--- SUPPLIED DATA Enclosed Below ---

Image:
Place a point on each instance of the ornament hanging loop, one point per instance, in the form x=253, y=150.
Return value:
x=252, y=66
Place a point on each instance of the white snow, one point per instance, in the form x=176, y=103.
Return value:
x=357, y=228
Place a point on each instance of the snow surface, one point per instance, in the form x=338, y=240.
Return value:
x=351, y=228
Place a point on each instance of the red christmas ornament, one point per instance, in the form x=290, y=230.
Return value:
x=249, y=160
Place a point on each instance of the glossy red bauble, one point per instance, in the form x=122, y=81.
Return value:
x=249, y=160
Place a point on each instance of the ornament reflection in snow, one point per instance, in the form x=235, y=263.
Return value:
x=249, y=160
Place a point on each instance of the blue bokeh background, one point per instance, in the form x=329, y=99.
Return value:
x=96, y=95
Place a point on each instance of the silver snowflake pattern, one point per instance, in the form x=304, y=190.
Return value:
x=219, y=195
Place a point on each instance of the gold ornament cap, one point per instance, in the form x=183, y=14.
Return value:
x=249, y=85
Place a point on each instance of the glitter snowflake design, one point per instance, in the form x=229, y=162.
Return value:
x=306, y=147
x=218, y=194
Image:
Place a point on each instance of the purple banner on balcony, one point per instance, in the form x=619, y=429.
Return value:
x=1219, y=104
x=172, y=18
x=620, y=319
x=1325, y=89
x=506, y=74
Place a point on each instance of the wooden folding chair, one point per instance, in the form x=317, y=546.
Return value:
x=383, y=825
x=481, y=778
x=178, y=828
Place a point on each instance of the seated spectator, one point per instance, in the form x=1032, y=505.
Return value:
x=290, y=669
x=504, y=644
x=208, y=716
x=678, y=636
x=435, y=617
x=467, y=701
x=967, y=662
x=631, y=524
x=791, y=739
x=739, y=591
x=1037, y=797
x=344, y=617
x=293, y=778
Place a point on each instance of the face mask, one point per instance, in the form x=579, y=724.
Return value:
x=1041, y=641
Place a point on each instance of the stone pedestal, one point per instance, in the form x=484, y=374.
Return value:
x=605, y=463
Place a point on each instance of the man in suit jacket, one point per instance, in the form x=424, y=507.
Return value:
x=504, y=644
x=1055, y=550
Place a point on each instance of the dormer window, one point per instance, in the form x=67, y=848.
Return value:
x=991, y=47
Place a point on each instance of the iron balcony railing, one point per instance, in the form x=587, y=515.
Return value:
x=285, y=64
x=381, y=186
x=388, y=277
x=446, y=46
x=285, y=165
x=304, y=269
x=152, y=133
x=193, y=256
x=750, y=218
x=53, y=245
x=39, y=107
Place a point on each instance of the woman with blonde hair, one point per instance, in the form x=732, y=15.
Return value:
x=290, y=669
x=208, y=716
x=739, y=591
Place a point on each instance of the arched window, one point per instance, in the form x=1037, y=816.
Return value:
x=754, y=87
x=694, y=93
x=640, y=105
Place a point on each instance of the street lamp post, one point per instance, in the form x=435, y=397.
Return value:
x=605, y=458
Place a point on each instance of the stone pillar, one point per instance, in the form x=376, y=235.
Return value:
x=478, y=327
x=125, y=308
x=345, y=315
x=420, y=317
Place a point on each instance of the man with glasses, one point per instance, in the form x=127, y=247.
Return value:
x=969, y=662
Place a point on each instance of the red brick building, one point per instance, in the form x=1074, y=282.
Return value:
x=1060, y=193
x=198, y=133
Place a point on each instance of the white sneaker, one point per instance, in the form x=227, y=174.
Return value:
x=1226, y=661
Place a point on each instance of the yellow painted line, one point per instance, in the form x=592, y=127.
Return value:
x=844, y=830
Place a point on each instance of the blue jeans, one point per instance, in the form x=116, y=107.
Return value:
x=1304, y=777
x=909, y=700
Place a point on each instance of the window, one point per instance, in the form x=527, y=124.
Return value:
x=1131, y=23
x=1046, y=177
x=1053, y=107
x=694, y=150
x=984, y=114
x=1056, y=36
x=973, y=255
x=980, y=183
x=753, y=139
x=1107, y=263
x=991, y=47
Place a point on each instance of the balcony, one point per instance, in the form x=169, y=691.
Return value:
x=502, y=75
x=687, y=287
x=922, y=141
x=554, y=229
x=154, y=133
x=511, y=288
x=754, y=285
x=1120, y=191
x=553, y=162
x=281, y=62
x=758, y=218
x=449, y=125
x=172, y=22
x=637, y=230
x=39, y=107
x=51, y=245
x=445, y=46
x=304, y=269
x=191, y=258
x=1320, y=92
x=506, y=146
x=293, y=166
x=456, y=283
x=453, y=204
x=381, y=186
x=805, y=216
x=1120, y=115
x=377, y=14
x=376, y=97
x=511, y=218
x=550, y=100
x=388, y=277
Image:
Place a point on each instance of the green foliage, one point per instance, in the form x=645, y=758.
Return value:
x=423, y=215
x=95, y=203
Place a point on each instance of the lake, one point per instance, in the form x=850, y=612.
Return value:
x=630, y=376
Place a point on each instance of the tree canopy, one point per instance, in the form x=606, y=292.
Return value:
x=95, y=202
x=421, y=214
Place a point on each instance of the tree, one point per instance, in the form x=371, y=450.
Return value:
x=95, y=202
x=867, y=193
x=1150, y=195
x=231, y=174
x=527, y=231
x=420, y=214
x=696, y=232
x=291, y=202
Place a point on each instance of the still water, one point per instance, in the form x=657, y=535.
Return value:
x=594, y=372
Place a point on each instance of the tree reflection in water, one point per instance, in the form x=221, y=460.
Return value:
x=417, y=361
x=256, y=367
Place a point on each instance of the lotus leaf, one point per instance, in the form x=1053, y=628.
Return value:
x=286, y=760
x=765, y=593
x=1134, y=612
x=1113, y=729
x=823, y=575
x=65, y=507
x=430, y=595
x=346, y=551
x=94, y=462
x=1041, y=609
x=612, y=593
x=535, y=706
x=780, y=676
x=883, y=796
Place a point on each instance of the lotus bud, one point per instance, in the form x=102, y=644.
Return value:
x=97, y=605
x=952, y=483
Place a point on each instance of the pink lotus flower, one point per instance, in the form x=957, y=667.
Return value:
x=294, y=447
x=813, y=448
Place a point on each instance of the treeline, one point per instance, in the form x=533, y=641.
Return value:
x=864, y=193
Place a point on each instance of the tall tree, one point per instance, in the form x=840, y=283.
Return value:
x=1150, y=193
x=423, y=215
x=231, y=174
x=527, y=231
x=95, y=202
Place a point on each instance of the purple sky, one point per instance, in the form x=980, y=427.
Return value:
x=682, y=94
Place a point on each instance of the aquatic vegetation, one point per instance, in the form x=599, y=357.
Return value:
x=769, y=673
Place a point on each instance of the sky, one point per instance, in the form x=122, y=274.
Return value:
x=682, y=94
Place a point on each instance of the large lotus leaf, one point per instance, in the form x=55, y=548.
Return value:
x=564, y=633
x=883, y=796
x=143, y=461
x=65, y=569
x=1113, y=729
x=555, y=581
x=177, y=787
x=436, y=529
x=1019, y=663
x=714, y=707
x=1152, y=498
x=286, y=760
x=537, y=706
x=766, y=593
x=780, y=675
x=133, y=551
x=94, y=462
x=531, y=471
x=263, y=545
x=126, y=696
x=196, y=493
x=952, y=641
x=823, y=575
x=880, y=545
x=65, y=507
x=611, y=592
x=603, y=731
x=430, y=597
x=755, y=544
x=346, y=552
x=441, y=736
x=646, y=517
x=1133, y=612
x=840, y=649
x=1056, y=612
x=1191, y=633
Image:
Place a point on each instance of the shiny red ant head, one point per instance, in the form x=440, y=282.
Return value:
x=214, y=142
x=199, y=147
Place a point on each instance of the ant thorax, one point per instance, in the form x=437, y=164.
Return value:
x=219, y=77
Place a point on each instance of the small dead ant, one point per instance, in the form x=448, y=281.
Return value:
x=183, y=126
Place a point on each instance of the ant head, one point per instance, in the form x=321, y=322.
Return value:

--- End of Enclosed SUPPLIED DATA ---

TASK GOAL:
Check every line of the records, and copy the ones that hold the word "snowflake".

ANSWER SPACE:
Place a point on each instance of the silver snowflake pattern, one point per instance, in the form x=304, y=190.
Place a point on each instance of the glitter snowflake design, one point per instance, in the form x=229, y=162.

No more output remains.